------ Text block ------
In recent years, scientists have discovered that certain bacteria in the intestine can alter the genome of intestinal cells. A key player in this process is the toxin colibactin, which is produced by certain strains of the bacterium E. coli. Colibactin causes mutations in the genome – a mechanism that can contribute to the development of cancer in the long term.
“We now know that traces of these bacterial mutations appear early in life – long before a tumor even develops,” explains Jens Puschhof, junior research group leader at the DKFZ. “This opens up completely new possibilities for prevention. That's why we want to investigate when and how these genetic changes occur.” Puschhof is now receiving funding (€1.5 million over six years) for this research project from the DFG's Emmy Noether Program.
Until now, there has been no conclusive evidence that the mutation patterns found in patients are actually directly attributable to specific coli bacteria. One reason why is that most studies are conducted at late stages of tumor development—at a point when the composition of the gut bacteria has already changed significantly.
------ Excerpted data ------
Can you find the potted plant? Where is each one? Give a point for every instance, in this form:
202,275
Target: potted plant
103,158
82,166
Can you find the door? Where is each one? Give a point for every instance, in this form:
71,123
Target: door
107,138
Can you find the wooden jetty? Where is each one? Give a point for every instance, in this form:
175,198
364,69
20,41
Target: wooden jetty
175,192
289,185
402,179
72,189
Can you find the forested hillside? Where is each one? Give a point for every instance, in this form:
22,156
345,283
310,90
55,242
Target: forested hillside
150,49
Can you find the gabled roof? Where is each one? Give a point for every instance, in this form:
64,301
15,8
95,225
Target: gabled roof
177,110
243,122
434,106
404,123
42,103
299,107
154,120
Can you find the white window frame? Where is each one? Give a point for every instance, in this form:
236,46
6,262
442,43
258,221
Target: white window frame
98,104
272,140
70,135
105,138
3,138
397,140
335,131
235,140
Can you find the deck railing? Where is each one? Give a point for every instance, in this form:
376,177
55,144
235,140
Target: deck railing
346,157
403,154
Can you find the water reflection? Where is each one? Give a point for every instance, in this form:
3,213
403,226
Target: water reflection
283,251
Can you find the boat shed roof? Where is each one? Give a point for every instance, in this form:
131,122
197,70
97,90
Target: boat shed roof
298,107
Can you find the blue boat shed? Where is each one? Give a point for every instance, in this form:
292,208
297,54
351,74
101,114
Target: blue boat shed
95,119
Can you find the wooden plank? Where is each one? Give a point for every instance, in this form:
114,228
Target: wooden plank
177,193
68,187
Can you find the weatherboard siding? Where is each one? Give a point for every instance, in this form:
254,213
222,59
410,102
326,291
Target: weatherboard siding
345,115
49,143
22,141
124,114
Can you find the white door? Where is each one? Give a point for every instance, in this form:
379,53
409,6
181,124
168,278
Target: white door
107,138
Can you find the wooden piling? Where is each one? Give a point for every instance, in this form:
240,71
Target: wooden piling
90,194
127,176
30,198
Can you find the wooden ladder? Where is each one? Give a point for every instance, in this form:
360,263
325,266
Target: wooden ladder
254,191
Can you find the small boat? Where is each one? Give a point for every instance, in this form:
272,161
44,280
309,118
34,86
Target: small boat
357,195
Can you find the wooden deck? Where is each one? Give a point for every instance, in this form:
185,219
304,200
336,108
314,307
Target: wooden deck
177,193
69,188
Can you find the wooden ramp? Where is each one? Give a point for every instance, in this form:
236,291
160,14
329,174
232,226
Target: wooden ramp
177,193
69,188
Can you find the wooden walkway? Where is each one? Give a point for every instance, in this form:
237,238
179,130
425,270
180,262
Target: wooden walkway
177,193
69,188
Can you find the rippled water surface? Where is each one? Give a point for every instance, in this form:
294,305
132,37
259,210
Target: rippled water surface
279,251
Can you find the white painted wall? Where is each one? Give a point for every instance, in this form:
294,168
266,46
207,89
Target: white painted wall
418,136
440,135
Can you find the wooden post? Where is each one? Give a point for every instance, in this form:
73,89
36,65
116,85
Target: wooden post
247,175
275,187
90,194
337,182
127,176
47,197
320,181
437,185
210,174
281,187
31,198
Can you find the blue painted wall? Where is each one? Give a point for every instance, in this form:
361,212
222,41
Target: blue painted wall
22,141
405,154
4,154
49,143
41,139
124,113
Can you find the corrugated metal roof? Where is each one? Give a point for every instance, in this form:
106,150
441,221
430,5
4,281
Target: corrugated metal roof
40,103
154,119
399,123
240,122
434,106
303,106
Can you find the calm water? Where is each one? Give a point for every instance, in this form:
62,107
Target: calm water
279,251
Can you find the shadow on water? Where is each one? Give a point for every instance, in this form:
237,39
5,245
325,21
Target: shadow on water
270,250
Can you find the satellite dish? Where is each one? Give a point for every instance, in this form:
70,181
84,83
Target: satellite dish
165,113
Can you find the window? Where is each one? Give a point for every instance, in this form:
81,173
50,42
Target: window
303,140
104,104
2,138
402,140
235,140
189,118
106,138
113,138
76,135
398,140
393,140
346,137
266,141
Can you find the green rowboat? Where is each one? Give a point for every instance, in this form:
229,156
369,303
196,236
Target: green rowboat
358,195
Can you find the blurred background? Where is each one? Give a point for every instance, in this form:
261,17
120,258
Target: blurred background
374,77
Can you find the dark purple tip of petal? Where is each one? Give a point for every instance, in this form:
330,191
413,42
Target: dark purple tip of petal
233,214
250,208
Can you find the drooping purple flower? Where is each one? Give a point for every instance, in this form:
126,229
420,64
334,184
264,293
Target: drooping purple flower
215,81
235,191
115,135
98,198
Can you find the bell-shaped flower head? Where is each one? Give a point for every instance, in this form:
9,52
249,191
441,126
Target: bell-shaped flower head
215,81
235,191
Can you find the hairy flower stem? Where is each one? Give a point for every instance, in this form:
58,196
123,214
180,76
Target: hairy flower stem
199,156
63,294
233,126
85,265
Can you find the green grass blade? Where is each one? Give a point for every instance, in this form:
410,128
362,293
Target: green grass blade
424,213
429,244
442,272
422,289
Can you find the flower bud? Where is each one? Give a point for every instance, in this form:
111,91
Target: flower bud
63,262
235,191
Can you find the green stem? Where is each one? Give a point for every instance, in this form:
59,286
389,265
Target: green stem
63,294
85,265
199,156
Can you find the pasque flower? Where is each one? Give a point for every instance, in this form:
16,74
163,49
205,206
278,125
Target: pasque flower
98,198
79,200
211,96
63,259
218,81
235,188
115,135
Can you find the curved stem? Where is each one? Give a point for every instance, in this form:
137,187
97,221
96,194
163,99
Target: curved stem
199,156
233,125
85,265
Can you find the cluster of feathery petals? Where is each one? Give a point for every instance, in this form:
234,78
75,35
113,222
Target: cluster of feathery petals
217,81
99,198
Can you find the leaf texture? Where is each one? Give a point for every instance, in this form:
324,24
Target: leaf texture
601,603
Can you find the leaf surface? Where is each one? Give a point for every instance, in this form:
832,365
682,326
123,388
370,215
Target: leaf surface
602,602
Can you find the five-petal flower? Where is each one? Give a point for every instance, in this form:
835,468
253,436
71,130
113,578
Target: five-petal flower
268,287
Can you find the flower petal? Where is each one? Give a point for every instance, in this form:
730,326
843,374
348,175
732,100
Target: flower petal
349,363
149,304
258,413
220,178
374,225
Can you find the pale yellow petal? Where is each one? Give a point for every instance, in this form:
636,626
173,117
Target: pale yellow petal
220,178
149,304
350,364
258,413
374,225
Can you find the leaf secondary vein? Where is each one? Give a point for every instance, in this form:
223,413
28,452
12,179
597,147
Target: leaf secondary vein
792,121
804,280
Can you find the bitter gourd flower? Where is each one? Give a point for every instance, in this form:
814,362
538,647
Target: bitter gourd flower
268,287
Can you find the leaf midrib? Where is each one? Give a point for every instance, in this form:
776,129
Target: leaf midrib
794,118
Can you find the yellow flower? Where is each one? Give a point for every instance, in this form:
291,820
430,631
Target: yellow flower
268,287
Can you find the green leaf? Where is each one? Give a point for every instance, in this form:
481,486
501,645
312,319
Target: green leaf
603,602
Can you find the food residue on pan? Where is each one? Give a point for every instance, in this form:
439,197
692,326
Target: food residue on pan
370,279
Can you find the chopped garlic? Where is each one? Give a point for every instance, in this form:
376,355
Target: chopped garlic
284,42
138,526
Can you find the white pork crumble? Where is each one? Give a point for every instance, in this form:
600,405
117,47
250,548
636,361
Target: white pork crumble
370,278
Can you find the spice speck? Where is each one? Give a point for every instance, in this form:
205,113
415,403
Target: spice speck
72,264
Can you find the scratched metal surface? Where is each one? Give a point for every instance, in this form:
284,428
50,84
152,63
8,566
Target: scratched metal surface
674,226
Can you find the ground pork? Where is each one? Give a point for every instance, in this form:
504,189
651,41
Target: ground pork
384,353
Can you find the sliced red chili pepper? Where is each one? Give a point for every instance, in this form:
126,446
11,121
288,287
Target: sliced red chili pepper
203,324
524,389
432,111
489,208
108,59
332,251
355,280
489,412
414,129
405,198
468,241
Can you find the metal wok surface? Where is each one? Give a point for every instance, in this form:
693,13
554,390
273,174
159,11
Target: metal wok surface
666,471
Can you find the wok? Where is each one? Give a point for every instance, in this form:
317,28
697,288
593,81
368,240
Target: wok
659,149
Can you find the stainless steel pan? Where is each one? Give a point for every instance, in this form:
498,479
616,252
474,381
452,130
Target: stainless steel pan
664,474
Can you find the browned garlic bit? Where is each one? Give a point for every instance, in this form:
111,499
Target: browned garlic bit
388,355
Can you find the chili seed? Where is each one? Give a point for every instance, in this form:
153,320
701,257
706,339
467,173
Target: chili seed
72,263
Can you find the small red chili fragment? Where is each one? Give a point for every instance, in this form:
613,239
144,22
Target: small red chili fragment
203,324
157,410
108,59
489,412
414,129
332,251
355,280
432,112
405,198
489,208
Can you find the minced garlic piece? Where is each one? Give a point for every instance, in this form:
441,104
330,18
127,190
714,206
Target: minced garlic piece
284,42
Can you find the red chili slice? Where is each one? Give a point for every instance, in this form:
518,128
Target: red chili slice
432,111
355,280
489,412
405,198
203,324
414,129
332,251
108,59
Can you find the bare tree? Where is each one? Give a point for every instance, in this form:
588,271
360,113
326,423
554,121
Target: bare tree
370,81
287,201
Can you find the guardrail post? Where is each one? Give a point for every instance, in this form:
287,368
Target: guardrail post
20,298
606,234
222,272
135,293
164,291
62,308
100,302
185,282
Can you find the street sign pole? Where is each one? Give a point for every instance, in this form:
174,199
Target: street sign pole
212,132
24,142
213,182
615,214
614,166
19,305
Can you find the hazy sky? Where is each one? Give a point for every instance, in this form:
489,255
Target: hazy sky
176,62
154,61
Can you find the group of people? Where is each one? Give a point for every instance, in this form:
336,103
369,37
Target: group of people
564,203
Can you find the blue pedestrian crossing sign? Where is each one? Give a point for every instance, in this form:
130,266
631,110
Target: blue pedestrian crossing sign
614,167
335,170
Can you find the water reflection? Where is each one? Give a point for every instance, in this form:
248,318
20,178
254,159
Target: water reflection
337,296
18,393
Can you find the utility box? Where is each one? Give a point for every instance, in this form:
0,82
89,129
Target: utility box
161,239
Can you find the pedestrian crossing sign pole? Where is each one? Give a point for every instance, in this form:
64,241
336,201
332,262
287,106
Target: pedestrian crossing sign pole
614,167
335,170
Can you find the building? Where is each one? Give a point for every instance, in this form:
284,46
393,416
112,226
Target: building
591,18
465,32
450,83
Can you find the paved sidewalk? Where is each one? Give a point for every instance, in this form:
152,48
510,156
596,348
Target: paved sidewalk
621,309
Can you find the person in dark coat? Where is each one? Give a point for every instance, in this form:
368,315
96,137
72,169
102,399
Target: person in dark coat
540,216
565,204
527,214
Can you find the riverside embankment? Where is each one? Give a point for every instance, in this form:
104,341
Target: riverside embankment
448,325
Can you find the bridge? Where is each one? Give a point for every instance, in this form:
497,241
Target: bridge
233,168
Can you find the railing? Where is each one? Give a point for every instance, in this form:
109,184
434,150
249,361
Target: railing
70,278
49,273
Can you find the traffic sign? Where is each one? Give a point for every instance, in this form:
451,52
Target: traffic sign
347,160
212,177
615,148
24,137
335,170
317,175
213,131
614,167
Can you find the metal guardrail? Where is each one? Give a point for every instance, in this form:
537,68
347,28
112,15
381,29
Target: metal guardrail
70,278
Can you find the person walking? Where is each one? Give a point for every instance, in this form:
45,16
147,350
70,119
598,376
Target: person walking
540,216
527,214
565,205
------
Apply what you read
1: In the passage on colibactin, how much funding is Puschhof receiving, and over what period?
2: Check each statement against the passage on colibactin and answer yes or no, quoting the words from it that settle the matter: (a) Colibactin is produced by certain strains of E. coli. (b) Traces of the bacterial mutations appear only after a tumor has developed. (c) Most studies are conducted at early stages of tumor development.
3: Please pick up the passage on colibactin after its last sentence and keep writing.
The records aren't needed for any of this work.

Responses by task
1: €1.5 million over six years.

2:
(a) Yes: "which is produced by certain strains of the bacterium E. coli"
(b) No: "traces of these bacterial mutations appear early in life – long before a tumor even develops"
(c) No: "most studies are conducted at late stages of tumor development"

3:
Jens Puschhof's project therefore starts at an earlier stage, with the precursors of colon cancer. In patients suffering from the genetic disease familial adenomatous polyposis (FAP), one copy of the important tumor suppressor APC is defective. This leads to the development of numerous intestinal polyps at an early stage. If the second copy of APC in the intestinal cells fails due to mutation, cancer is highly likely to develop. This patient group offers a unique opportunity to systematically study the role of genotoxic bacteria over time.
Puschhof wants to observe whether bacteria-induced mutation signatures occur in FAP patients and how their intestinal microbiome develops over time. In this way, he hopes to find out at what time and in what context different bacteria contribute to the development of mutations and the malignant transformation of precancerous colon cancer lesions. He also plans to analyze which proteins the bacteria use to attach themselves to the surface of intestinal cells—a crucial first step that precedes mutagenesis.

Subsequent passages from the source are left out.